___ Trecho selecionado
Desastre climático. Foto: Captura de Tela

A possibilidade de perda total do controle sobre o ‘futuro da humanidade’ por causa da degradação e do colapso ecológico planetário tem potencializado a implantação de programas mundiais para a preservação e a conservação dos recursos naturais, incluindo os solos, as águas e a atmosfera terrestre. Esta conjuntura requer a construção de uma nova base simbólica e material para esse tipo de contrato. Uma base assentada nos princípios da responsabilidade e da precaução, entrelaçados em rede de integração global através de estruturas móveis. Um novo contrato ecológico mundial resultará em novas formas de organização das cidades, das matrizes industriais, das profissões e das sociedades. Estes marcos referenciais potencializam a implantação do desenvolvimento sustentável e aceleram o combate às desigualdades sociais. Este contrato pressupõe, também, a sustentabilidade planetária considerando a Amazônia como um dos seus principais alicerces.

O caminho de uma trilha oposta aponta para uma nova ordem mais justa e humana?

Os dois contratos relatados tem forte associação com a distribuição e o uso desigual e global das riquezas materiais e simbólicas. Esta questão desdobra-se na necessidade de um novo contrato social mundial que também se articula com a Amazônia.
______
___ Dados registrados
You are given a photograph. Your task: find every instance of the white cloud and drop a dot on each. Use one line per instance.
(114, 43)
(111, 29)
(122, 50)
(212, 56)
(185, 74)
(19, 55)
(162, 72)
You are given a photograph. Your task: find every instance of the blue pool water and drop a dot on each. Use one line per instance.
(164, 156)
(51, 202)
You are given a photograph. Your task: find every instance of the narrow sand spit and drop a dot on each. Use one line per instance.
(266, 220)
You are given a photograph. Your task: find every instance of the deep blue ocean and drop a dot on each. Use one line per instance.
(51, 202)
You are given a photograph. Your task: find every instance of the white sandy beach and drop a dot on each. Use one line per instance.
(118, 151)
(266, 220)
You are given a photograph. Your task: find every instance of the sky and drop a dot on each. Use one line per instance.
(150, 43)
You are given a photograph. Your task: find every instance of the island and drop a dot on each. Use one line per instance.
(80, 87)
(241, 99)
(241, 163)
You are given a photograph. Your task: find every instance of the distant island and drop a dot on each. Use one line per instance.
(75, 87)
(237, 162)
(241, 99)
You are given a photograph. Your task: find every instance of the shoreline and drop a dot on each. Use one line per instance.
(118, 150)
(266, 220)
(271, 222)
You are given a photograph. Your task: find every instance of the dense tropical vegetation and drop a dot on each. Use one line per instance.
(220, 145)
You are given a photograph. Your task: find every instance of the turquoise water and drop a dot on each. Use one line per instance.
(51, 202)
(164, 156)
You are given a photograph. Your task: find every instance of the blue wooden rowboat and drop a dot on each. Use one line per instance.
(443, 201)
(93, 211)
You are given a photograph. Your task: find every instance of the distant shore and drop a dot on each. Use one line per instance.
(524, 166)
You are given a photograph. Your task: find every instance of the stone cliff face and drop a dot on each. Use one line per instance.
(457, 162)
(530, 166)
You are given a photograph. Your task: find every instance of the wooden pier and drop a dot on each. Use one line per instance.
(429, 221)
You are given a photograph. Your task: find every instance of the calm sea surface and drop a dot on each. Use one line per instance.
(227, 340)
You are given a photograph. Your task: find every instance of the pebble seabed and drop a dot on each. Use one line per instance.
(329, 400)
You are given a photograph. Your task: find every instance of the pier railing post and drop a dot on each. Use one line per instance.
______
#### Tarefa curta 1
Responda, por favor, com base no texto sobre o contrato ecológico:
(a) Em quais princípios deve se assentar a nova base simbólica e material do contrato?
(b) Que região é considerada um dos principais alicerces da sustentabilidade planetária?
(c) Com o que os dois contratos relatados têm forte associação?
#### Tarefa curta 2
Dê seguimento ao texto sobre o contrato ecológico, partindo da última frase apresentada.

#### Resultado do exercício 1
(a) Nos princípios da responsabilidade e da precaução.
(b) A Amazônia.
(c) Com a distribuição e o uso desigual e global das riquezas materiais e simbólicas.

#### Resultado do exercício 2
A urgência em combater a crescente desigualdade social é o principal pressuposto do contrato social mundial, que se propõe valorizar a vida em todas as dimensões materiais e simbólicas, em bases sustentáveis. O desenvolvimento sustentável propõe inverter as tendências do mercado e dos estados nacionais em criarem novos instrumentos para aumentar a desigualdade socioeconômica, naturalizando-a e incorporando-a às políticas públicas. Esta intervenção política requer sincronizar as marchas do estado, do mercado e da sociedade na perspectiva da sociedade. O contrato social mundial priorizará a promoção social, em especial, as políticas públicas acessíveis a todos, e institucionalizará o desenvolvimento sustentável movimentado pela prudência e a responsabilidade cívica com o planeta preservado. A Amazônia também se insere neste contrato que abarca as suas complexidades culturais e ecológicas.

E sobre o quarto contrato?

Finalmente, tem-se a associação de o contrato ético pluricultural mundial e a Amazônia, entidade viva e espiritualizada, morada da ecologia integral do Papa Francisco. A autodeterminação dos povos, a tolerância política e religiosa e o respeito às diferenças e à dignidade humana são os fundamentos do contrato ético pluricultural. Os seus mecanismos operacionais têm como base simbólica a responsabilidade coletiva em se construir um mundo generoso, fraterno, solidário e perene, com feições múltiplas e coexistências pluriculturais. Sua base material tem como pressupostos uma nova regulação do mercado e a reestruturação do papel do Estado na concepção, implantação e gestão das políticas públicas, em bases sustentáveis. Suas representações políticas e culturais consideram as artes e a educação como as suas principais referências. Pode-se afirmar que, nesta conjuntura, o paradigma da sustentabilidade tem como pressuposto a ideia central de construir uma “modernidade ética” que detenha a destruição de autoafirmação e do processo de perpetuidade da humanidade sobre a Terra.

O pensador francês Edgar Morin, fala em ciência com consciência?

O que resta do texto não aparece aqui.